---- WORKING DATA

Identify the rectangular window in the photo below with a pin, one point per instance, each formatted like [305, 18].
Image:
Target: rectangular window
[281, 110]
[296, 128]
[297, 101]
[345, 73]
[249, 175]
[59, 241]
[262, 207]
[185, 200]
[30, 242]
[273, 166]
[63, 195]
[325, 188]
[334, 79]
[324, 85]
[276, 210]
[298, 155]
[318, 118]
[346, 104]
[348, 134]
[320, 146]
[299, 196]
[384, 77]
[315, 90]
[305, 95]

--------

TASK STATEMENT – Transcribe each of the records verbatim.

WRITTEN SOLUTION –
Identify the rectangular window in the photo below with a pin, one point per instance, each formatted like [305, 18].
Image:
Target: rectangular window
[281, 110]
[296, 128]
[297, 101]
[345, 73]
[249, 175]
[59, 241]
[262, 207]
[185, 200]
[30, 242]
[273, 166]
[63, 195]
[325, 188]
[334, 79]
[324, 85]
[276, 210]
[298, 155]
[318, 118]
[346, 104]
[348, 134]
[320, 146]
[299, 196]
[384, 77]
[315, 90]
[305, 95]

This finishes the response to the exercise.